# start of TASK MATERIAL
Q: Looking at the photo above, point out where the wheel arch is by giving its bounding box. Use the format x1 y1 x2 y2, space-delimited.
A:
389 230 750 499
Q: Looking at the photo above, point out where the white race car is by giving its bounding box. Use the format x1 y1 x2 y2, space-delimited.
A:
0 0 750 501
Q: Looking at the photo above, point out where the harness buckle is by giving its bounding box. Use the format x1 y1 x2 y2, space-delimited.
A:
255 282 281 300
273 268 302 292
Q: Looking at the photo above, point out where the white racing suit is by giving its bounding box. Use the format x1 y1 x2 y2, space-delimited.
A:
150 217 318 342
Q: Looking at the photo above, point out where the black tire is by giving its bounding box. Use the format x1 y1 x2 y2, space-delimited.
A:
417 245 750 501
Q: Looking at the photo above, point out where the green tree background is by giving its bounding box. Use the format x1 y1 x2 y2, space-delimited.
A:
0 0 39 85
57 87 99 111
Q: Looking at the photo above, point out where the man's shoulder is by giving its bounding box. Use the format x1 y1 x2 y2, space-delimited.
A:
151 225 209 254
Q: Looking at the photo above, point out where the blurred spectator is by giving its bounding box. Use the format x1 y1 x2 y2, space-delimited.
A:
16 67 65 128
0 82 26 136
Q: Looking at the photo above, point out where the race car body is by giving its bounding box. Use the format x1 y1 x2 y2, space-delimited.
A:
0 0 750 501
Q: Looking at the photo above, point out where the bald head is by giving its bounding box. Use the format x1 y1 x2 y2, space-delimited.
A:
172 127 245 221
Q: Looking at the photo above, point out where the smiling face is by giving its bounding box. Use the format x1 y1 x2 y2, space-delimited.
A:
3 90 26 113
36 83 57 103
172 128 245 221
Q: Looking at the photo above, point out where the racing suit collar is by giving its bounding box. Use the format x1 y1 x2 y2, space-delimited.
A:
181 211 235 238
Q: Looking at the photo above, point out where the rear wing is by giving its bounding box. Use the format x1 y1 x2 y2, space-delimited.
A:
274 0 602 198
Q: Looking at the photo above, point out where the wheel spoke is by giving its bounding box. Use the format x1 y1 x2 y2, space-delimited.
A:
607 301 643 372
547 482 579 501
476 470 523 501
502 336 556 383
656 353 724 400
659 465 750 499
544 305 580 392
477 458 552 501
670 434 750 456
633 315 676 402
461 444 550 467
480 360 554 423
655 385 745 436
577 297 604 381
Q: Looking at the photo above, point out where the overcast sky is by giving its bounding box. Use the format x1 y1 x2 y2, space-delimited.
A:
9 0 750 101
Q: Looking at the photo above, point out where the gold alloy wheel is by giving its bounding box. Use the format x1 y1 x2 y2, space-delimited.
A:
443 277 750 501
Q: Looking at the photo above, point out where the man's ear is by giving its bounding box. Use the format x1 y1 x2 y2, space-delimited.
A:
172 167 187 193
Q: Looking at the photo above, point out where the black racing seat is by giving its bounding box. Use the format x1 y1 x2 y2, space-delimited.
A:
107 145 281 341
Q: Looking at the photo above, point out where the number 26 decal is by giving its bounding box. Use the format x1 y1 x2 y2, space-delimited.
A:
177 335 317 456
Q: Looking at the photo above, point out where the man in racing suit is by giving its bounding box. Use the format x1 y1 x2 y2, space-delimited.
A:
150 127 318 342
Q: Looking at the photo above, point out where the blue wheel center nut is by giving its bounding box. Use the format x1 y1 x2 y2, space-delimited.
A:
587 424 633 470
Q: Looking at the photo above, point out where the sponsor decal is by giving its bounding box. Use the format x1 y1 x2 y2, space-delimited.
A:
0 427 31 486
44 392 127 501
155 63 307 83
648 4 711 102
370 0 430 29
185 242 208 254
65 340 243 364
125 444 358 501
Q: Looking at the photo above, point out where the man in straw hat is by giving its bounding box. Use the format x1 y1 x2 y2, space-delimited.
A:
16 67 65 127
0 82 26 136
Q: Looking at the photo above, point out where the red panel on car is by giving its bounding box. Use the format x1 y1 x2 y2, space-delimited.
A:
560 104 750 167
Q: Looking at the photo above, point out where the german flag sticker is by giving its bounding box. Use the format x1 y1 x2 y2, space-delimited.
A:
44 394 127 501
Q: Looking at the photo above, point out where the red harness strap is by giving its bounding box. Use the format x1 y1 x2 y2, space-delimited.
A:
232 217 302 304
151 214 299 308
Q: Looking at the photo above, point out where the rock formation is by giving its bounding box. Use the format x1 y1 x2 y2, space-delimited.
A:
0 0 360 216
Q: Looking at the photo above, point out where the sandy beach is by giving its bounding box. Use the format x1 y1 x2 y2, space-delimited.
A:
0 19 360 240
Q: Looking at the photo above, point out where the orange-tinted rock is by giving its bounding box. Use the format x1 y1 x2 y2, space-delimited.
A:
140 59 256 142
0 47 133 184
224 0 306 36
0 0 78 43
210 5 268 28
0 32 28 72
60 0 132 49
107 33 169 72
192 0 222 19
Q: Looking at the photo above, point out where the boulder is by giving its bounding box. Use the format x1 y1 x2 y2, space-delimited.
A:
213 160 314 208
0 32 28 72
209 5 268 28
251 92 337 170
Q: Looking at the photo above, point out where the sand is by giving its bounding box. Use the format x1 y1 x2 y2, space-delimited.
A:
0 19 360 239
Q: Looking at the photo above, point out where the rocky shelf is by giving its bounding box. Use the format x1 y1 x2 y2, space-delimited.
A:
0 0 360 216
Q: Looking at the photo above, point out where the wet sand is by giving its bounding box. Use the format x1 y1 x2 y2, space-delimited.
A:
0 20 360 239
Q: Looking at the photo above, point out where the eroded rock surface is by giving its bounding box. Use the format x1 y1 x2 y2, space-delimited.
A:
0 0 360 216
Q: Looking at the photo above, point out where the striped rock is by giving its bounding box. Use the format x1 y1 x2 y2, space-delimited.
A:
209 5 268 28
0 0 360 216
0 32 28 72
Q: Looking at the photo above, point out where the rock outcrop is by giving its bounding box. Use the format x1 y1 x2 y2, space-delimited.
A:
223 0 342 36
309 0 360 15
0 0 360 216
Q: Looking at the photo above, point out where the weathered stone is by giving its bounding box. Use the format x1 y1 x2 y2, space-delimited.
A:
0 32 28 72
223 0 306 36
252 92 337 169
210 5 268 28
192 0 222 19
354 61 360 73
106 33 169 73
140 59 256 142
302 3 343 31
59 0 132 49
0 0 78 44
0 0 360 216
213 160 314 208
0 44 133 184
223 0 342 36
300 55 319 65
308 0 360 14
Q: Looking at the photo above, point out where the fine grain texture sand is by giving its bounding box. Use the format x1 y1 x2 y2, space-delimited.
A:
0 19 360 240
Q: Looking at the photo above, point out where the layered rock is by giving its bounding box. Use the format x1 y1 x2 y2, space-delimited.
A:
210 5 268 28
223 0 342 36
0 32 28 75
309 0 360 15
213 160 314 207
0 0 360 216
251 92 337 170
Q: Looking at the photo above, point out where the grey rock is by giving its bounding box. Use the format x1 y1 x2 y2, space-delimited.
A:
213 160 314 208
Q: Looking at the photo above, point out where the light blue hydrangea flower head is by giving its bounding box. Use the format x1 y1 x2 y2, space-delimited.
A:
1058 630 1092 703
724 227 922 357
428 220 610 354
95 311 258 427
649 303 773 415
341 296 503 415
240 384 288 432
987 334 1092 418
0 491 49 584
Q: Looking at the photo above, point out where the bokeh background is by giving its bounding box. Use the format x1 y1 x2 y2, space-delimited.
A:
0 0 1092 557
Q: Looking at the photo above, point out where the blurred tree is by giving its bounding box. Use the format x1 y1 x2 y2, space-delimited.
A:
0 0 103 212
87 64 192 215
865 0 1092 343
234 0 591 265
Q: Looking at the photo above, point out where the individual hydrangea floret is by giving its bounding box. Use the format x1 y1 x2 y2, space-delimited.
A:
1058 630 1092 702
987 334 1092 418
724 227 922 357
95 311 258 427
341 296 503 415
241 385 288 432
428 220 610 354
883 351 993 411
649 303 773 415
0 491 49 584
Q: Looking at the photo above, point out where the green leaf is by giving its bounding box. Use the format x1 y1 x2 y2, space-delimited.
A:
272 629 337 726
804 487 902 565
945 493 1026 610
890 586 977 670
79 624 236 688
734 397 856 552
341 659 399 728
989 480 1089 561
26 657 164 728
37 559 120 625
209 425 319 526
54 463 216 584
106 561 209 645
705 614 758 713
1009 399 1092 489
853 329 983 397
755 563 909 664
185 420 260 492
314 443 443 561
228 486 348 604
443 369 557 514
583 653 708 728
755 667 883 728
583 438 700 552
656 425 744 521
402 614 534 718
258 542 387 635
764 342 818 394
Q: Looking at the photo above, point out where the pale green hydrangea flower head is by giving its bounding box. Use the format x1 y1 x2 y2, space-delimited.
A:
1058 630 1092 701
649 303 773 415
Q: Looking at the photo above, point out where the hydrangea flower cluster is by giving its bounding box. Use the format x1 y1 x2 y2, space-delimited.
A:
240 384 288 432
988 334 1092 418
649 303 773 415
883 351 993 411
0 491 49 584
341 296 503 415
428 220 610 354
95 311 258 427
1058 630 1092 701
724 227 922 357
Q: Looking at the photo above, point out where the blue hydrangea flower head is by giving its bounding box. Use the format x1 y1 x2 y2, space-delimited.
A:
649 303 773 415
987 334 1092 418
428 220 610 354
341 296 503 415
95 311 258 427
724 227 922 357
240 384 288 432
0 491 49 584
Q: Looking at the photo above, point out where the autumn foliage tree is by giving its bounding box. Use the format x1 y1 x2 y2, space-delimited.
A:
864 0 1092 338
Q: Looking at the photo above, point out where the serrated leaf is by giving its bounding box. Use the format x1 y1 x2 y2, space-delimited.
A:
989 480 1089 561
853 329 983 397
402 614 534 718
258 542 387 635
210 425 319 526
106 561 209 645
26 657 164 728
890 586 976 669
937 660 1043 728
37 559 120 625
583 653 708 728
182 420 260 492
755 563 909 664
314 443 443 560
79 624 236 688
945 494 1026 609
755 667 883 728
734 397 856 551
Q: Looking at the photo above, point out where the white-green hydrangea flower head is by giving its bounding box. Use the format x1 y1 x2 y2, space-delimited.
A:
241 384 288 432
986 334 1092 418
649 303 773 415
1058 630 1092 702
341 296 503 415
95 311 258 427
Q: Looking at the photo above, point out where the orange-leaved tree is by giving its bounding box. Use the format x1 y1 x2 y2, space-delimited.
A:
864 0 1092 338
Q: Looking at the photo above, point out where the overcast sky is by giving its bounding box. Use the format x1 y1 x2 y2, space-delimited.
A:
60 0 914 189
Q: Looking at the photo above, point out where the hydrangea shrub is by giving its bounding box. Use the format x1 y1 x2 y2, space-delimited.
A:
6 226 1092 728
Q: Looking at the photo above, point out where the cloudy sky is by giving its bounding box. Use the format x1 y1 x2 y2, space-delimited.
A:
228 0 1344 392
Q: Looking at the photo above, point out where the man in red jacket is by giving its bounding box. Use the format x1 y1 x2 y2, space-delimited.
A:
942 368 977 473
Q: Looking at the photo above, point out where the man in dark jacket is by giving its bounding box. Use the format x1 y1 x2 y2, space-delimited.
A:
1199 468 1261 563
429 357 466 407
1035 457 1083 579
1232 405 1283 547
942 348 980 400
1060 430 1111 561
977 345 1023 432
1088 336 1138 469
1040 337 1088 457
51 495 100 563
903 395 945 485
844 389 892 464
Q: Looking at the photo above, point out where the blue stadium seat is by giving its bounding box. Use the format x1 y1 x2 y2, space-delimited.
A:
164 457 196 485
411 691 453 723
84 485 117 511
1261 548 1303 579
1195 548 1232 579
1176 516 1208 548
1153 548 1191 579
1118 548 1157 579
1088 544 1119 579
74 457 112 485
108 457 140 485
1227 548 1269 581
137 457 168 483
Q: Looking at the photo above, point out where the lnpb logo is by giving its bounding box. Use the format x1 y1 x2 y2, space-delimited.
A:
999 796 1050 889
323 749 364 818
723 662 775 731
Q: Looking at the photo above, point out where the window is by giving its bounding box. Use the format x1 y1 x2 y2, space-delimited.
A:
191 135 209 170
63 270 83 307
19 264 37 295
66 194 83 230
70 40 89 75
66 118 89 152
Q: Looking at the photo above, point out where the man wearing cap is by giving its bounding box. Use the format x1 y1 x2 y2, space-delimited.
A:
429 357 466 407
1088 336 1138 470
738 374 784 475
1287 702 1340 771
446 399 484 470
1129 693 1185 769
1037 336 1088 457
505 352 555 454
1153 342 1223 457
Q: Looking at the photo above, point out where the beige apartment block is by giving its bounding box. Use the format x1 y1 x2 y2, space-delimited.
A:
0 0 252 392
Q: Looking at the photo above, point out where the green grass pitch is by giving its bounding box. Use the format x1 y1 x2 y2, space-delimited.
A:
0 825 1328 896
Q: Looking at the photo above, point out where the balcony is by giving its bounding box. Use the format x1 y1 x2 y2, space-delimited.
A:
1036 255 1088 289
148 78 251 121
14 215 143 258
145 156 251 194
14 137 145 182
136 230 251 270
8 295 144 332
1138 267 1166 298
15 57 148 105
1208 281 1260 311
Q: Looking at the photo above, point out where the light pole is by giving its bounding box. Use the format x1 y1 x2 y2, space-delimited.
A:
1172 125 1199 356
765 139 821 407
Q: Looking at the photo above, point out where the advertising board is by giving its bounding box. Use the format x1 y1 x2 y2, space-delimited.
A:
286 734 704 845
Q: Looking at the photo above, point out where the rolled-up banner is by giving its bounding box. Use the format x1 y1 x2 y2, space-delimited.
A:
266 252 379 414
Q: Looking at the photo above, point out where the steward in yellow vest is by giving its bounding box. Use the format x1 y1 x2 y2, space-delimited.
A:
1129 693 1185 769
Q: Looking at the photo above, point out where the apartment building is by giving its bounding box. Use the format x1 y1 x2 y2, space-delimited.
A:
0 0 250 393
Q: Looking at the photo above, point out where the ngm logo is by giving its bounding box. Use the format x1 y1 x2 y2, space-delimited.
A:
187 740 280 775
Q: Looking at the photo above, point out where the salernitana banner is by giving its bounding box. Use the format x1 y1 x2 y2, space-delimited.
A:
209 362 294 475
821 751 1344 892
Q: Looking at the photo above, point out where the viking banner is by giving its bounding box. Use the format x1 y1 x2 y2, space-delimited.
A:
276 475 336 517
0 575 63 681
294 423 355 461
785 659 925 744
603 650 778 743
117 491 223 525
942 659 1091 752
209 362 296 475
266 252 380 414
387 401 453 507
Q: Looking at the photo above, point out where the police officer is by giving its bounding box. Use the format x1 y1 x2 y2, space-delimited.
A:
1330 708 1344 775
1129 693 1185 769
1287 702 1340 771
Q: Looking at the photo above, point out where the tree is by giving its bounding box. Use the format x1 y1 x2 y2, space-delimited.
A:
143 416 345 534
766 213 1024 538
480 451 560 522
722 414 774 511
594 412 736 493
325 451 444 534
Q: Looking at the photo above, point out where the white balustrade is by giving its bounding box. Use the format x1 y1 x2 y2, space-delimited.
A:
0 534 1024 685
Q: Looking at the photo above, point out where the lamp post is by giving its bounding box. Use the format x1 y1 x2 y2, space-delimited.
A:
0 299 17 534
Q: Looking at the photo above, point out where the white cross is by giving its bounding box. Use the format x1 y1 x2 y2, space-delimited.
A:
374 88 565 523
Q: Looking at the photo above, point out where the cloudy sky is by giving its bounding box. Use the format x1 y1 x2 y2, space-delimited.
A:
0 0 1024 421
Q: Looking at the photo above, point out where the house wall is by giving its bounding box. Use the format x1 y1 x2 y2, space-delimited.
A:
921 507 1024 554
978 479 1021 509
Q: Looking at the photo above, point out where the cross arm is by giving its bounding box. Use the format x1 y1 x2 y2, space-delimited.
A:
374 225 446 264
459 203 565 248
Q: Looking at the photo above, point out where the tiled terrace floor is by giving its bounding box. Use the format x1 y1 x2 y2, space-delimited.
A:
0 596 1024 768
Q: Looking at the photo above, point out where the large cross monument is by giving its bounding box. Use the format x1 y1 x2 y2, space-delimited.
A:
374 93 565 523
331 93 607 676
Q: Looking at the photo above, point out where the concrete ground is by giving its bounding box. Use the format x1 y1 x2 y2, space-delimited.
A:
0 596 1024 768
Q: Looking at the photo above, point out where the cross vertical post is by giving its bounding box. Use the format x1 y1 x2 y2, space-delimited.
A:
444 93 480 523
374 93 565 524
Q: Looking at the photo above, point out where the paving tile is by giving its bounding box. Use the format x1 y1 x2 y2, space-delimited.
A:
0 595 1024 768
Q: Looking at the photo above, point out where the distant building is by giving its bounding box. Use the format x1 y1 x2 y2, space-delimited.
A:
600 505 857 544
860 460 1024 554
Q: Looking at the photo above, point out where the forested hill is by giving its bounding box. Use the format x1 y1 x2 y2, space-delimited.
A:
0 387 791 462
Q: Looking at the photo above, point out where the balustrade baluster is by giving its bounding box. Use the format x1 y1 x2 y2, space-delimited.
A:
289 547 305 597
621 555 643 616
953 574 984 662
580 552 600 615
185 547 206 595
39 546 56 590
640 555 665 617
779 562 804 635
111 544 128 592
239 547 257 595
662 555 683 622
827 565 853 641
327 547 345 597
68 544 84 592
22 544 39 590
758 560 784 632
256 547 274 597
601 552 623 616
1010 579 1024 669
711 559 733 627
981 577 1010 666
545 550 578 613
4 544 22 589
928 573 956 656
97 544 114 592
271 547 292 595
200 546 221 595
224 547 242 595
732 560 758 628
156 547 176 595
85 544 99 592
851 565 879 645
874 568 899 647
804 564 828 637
# end of TASK MATERIAL
Render the lines of the data above, from the line containing "man in racing" through the line containing "150 127 318 342", inclusive, as a JSON list of strings with one string per line. Leave out any blank lines.

**RESPONSE BELOW**
[
  "Q: Looking at the photo above, point out where the man in racing suit is by giving its bounding box. Use the format x1 y1 x2 y2, space-delimited.",
  "A:",
  "150 127 318 342"
]